▶ **Selected text**:
★ ★ ★ ★ ★

A molecule, an exoplanet, and a possible scientific breakthrough
In April 2025, a team of researchers from the University of Cambridge, led by Dr Nikku Madhusudhan, announced the possible detection of a rare gas in the atmosphere of an exoplanet: dimethyl sulphide (DMS). On Earth, this chemical compound is produced exclusively by living organisms. There is no known geological or chemical process capable of generating it without biological life.
A distant but promising planet
This molecule has reportedly been detected on K2-18 b, an exoplanet located approximately 120 light-years away, discovered in 2015. It is a Hycean planet: larger than Earth, possibly covered by oceans and surrounded by a hydrogen-rich atmosphere. K2-18 b is located in the habitable zone of its star, a red dwarf, which means that conditions compatible with life could exist there.
An analysis made possible by the James Webb Telescope
Using the James Webb Space Telescope, researchers were able to analyse the light filtered through the atmosphere of K2-18 b using a process called transit spectroscopy. This method serves to identify the chemical composition of an exoplanet’s atmosphere by studying the light from its star. Among the gases detected: methane, carbon dioxide, and potentially DMS.

★ ★ ★ ★ ★

▶ **Records shown**:
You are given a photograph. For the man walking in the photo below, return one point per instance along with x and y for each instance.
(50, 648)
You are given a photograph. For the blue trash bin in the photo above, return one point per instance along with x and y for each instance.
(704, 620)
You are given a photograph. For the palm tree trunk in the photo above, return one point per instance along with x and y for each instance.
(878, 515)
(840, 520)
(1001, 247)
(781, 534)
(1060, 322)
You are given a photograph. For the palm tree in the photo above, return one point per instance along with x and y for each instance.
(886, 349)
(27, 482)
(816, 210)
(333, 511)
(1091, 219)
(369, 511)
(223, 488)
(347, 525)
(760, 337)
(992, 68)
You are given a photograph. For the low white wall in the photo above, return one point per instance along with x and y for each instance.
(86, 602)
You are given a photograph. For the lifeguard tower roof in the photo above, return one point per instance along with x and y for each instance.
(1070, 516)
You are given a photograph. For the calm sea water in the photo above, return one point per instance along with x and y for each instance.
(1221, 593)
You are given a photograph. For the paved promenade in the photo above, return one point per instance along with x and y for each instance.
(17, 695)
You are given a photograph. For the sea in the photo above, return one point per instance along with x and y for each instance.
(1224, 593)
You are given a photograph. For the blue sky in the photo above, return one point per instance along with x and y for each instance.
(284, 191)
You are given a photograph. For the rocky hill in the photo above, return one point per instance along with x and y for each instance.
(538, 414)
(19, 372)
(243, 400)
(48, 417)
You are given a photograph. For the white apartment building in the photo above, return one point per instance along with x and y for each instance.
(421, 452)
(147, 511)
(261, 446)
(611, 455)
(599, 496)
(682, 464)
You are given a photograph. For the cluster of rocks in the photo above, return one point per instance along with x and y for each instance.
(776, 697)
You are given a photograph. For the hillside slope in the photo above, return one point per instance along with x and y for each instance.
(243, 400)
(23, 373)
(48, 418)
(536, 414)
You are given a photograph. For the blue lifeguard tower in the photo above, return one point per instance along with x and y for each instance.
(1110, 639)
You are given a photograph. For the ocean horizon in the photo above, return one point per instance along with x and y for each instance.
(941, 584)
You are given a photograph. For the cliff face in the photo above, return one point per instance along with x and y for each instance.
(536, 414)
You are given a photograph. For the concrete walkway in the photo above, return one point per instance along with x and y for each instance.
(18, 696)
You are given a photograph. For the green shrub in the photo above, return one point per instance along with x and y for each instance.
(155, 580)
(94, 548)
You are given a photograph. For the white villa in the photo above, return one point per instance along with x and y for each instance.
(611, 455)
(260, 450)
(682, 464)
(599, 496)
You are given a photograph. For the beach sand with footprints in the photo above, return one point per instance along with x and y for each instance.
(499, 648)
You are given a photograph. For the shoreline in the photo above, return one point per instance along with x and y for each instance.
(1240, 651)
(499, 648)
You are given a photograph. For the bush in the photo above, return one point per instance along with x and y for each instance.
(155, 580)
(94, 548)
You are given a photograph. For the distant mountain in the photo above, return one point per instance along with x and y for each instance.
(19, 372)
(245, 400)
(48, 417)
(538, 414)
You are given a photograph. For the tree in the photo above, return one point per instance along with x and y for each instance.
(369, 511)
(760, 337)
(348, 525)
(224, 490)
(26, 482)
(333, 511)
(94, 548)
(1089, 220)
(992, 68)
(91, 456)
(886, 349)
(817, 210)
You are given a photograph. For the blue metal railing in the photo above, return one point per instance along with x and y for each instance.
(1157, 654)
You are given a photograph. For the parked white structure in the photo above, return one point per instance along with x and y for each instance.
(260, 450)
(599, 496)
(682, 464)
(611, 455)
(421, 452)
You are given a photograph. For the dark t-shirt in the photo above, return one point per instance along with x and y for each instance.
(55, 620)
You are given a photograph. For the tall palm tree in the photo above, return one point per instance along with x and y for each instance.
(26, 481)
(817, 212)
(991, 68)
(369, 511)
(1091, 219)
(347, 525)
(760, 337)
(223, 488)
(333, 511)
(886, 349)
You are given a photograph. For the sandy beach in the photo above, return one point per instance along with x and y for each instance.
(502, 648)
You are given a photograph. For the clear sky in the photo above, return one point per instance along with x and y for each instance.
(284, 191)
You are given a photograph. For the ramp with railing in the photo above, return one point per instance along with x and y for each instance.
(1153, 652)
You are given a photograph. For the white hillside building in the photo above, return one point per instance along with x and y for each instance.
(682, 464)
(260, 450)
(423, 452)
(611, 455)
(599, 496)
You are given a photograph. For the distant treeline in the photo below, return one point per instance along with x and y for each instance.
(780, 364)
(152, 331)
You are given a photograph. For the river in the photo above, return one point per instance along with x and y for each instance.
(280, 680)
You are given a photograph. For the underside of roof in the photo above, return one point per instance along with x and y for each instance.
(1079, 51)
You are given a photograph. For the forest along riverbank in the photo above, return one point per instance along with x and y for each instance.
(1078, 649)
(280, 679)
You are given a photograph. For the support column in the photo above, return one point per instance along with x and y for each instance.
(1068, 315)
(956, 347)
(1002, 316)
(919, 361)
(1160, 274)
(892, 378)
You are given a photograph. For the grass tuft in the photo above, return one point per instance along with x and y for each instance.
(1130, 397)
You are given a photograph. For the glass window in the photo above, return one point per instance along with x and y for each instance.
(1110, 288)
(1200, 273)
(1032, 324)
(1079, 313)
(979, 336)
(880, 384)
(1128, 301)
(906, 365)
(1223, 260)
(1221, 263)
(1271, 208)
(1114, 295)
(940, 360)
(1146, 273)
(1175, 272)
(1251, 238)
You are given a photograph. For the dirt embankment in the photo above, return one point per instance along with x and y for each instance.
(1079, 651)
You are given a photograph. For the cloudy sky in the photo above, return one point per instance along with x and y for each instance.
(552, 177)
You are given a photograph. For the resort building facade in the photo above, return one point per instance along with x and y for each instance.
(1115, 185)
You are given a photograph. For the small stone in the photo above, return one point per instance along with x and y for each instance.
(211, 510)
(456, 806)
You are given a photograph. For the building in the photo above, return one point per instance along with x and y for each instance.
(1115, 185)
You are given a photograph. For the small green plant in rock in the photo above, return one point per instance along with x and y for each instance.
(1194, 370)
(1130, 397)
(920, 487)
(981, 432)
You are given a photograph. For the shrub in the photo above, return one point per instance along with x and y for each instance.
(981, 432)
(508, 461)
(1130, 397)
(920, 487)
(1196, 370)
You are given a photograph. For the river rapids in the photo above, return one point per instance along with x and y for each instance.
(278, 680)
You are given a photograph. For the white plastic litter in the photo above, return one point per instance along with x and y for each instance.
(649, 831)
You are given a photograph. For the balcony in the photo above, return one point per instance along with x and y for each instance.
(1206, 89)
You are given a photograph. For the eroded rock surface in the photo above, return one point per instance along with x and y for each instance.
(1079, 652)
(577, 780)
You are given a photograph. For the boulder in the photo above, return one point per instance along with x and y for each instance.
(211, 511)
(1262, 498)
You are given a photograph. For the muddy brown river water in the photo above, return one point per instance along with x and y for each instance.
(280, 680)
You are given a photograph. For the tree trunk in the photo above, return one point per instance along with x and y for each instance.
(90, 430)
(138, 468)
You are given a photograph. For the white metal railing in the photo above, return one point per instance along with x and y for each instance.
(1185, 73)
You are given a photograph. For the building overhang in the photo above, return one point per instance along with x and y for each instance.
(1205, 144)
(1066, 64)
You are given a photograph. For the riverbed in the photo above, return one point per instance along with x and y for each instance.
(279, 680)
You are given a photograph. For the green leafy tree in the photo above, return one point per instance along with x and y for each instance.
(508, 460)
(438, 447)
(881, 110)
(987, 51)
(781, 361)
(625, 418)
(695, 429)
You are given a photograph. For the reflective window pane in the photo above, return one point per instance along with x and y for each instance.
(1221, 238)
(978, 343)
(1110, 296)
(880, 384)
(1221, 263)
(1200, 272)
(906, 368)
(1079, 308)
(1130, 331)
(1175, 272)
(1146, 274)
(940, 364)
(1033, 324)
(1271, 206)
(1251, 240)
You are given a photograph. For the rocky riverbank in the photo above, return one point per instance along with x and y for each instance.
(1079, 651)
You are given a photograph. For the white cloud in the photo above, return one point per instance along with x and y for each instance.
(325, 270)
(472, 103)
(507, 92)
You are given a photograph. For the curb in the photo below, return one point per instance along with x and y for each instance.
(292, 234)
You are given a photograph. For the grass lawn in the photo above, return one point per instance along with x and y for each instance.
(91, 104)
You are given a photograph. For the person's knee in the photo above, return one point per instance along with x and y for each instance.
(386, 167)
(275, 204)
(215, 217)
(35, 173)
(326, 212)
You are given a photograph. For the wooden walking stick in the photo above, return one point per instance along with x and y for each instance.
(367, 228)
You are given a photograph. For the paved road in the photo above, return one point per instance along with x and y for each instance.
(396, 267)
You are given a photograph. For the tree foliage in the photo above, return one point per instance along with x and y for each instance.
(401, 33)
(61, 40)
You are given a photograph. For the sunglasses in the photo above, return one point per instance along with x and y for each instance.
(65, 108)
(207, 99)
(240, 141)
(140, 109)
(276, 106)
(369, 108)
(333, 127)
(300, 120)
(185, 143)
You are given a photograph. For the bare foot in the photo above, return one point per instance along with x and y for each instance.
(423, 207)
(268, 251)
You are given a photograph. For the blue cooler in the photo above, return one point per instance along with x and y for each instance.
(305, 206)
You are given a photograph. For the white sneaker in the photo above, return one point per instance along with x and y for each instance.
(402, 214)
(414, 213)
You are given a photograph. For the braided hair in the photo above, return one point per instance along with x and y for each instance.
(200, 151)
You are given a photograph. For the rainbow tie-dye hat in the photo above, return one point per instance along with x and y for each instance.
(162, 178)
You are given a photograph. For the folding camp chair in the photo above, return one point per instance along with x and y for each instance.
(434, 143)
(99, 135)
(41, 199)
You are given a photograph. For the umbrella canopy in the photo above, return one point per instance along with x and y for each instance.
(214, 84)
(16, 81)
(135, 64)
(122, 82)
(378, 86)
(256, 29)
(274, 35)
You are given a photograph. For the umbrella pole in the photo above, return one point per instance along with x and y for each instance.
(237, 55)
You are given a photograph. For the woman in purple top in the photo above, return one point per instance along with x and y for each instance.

★ ★ ★ ★ ★

▶ **Questions**:
1. Reproduce everything in the K2-18 b article from "A distant but" down to "could exist there.", switching "habitable zone" to "Goldilocks zone".
2. Carry the K2-18 b article on from its last sentence.
The items are not used in this work.

▶ **Per-task outputs**:
1.
A distant but promising planet
This molecule has reportedly been detected on K2-18 b, an exoplanet located approximately 120 light-years away, discovered in 2015. It is a Hycean planet: larger than Earth, possibly covered by oceans and surrounded by a hydrogen-rich atmosphere. K2-18 b is located in the Goldilocks zone of its star, a red dwarf, which means that conditions compatible with life could exist there.

2.
The signal needs to be confirmed
At this stage, it is not yet proof of life. The DMS signal is weak and needs to be confirmed by other observations. However, according to several experts, including Clara Sousa-Silva (Harvard), this is the most credible clue detected so far in the search for extraterrestrial biosignatures.
Even if the biological origin of DMS is ultimately ruled out, its detection shows that the search for life is now scientific, measurable and targeted.
How this inspires us at Davidson
At Davidson, we don’t design telescopes. But the approach adopted by these researchers speaks to us:
- identifying weak signals,
- looking for meaning in the data,
- making meaningful connections.
This is what we do every day in our tech and data projects. Reading between the lines, asking the right questions, spotting what really matters. Because a useful discovery often begins with a subtle but well-interpreted observation.